### Stated exercise
Report each line of the records that contains the string "control". Matching is case-sensitive.

---------- Material supplied ----------

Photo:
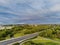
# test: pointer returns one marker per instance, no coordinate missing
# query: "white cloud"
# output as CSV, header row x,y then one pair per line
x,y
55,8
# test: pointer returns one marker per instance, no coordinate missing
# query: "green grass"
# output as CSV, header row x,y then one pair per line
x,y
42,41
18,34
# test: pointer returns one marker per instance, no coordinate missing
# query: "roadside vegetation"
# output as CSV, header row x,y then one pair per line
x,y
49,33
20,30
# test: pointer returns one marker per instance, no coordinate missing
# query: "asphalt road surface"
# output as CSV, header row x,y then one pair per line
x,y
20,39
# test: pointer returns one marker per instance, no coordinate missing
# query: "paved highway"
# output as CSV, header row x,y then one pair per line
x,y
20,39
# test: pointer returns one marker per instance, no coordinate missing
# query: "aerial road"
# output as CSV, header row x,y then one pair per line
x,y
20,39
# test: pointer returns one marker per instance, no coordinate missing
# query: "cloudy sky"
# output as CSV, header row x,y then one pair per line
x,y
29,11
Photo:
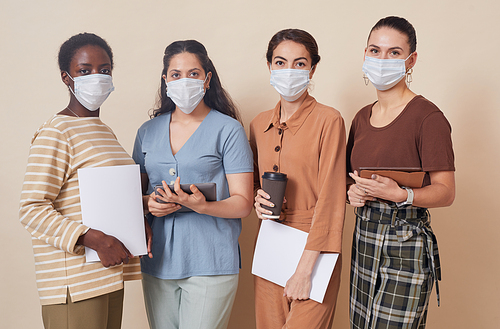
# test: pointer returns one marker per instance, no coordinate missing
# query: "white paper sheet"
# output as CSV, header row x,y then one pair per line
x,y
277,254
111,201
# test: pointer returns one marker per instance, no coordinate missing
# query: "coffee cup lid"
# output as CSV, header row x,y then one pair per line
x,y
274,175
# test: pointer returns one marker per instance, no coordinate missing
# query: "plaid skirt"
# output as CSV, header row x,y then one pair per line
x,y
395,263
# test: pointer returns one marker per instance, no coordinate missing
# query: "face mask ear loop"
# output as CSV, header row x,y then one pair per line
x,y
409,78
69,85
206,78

----------
---------- Material supplied ----------

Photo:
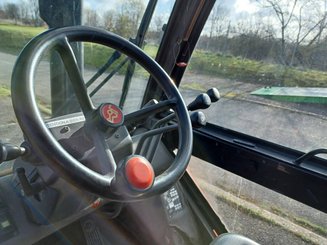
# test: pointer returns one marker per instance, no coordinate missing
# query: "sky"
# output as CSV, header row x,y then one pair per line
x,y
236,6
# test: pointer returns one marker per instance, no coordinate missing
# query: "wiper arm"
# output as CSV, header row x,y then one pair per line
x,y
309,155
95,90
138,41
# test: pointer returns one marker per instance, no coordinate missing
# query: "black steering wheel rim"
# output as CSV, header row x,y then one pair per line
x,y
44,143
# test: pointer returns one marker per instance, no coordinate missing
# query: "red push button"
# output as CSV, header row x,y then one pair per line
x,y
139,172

----------
---------- Material supplied ----------

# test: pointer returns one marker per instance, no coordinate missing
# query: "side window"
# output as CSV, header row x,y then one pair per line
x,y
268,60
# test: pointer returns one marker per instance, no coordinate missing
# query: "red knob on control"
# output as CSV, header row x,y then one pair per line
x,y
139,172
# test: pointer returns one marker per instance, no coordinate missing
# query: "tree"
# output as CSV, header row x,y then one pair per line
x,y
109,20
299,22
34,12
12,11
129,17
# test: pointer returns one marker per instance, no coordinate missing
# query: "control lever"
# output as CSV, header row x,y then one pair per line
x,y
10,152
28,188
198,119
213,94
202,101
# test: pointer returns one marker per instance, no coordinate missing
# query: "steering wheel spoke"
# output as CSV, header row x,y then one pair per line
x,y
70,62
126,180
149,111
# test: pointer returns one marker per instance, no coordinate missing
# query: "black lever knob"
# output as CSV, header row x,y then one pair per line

----------

### The solution
# query: "red knob on control"
# query: "control lever"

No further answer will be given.